WHAT IS ASKED: Reproduce all entries precisely, down to the last character.

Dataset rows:
──────
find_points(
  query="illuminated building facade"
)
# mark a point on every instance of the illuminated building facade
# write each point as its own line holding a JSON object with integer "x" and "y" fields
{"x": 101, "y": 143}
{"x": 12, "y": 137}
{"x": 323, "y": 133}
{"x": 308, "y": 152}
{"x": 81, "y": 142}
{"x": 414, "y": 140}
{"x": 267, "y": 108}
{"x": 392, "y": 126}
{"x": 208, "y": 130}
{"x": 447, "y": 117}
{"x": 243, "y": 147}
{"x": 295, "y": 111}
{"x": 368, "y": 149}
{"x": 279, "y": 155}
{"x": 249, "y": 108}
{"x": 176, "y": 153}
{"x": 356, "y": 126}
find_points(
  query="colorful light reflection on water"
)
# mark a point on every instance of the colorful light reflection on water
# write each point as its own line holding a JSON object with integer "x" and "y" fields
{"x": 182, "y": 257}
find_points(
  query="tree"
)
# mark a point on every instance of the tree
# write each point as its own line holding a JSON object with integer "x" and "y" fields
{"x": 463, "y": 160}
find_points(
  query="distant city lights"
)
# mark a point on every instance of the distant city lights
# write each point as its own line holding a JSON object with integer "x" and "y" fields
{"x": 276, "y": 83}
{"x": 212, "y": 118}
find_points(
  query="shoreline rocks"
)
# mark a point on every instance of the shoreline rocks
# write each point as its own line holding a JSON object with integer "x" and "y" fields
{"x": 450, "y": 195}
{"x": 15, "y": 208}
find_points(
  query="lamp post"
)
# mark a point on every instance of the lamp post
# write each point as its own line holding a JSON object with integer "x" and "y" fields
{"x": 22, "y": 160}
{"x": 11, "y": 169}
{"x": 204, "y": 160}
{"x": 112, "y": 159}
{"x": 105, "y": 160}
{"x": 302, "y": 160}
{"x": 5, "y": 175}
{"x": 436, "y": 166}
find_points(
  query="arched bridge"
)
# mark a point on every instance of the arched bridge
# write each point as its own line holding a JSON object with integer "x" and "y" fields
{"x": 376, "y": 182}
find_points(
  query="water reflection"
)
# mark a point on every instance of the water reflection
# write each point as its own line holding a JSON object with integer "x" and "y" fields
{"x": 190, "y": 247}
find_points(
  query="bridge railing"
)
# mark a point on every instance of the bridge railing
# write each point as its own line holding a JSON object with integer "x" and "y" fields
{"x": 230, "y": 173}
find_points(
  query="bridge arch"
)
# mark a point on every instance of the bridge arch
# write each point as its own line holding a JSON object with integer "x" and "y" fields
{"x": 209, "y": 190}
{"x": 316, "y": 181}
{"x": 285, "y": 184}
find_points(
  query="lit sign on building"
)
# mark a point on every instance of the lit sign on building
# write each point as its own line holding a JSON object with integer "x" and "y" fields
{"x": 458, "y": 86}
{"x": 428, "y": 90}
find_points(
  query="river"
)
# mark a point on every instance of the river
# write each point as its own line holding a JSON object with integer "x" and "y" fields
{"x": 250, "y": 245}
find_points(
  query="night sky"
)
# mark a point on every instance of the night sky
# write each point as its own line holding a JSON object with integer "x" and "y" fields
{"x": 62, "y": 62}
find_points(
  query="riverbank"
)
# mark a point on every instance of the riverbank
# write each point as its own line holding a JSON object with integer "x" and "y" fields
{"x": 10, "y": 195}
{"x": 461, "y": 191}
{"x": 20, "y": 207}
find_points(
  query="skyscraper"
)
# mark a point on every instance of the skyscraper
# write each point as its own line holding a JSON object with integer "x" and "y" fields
──────
ANSWER TO THE EXERCISE:
find_points(
  query="illuminated building facade"
)
# mark a point on every instance of the illuminated building facade
# write each point as its own line holding a JSON object with integer "x" and "y" fields
{"x": 101, "y": 143}
{"x": 12, "y": 137}
{"x": 323, "y": 133}
{"x": 308, "y": 152}
{"x": 81, "y": 142}
{"x": 414, "y": 140}
{"x": 267, "y": 108}
{"x": 392, "y": 126}
{"x": 208, "y": 130}
{"x": 447, "y": 117}
{"x": 243, "y": 147}
{"x": 295, "y": 111}
{"x": 368, "y": 149}
{"x": 279, "y": 155}
{"x": 249, "y": 108}
{"x": 176, "y": 153}
{"x": 356, "y": 126}
find_points(
  query="colorful light reflection on water"
)
# mark a point on every instance of the colorful light reflection on water
# write each point as its own line holding a JSON object with integer "x" and "y" fields
{"x": 182, "y": 257}
find_points(
  query="tree"
)
# mark a point on every instance of the tree
# write each point as its own line holding a JSON object with integer "x" and "y" fields
{"x": 463, "y": 160}
find_points(
  query="distant city lights"
)
# mark a point on every instance of the distant city lights
# write each point as its own line holding a JSON object with integer "x" and "y" fields
{"x": 276, "y": 83}
{"x": 212, "y": 118}
find_points(
  query="shoreline rocks"
)
# mark a point on every instance of the shoreline rocks
# write each point as its own line holding a JSON object with integer "x" and "y" fields
{"x": 450, "y": 195}
{"x": 15, "y": 208}
find_points(
  query="lamp post"
)
# mark a point on every instance of the lamp post
# write each point as its own line holding a JSON object with integer "x" and "y" fields
{"x": 22, "y": 160}
{"x": 11, "y": 169}
{"x": 204, "y": 160}
{"x": 112, "y": 159}
{"x": 105, "y": 160}
{"x": 302, "y": 160}
{"x": 5, "y": 175}
{"x": 436, "y": 166}
find_points(
  query="arched bridge"
)
# mark a point on every instance of the arched bridge
# write each point as its own line holding a JSON object with integer "x" and "y" fields
{"x": 376, "y": 182}
find_points(
  query="water reflection"
)
# mark a point on every instance of the water reflection
# write each point as its own line holding a JSON object with integer "x" and "y" fields
{"x": 190, "y": 247}
find_points(
  query="bridge railing"
)
# mark a point on every instance of the bridge railing
# write each point as its own line holding a JSON object with integer "x" and "y" fields
{"x": 230, "y": 173}
find_points(
  query="bridge arch"
)
# mark a point on every instance of the bridge arch
# write each point as its own line holding a JSON object with integer "x" and "y" fields
{"x": 209, "y": 190}
{"x": 316, "y": 181}
{"x": 285, "y": 184}
find_points(
  query="lit sign on building"
)
# mark a point on every instance of the lit sign on building
# write each point as its own line holding a JSON object with integer "x" and "y" fields
{"x": 458, "y": 86}
{"x": 428, "y": 90}
find_points(
  query="river"
)
# mark a point on every instance of the river
# write each point as its own line holding a JSON object with integer "x" and "y" fields
{"x": 250, "y": 245}
find_points(
  query="night sky"
)
# mark a point on every instance of the night sky
# write each point as its own line holding a JSON object with integer "x" and "y" fields
{"x": 62, "y": 62}
find_points(
  query="riverbank"
)
# mark a point on every instance of the riverbank
# write each point as its own line holding a JSON object with integer "x" and "y" fields
{"x": 10, "y": 195}
{"x": 461, "y": 191}
{"x": 20, "y": 207}
find_points(
  query="skyscraper"
)
# mark a point on every instance of the skyscraper
# write each point as its own line holding a JSON object with integer "x" and "y" fields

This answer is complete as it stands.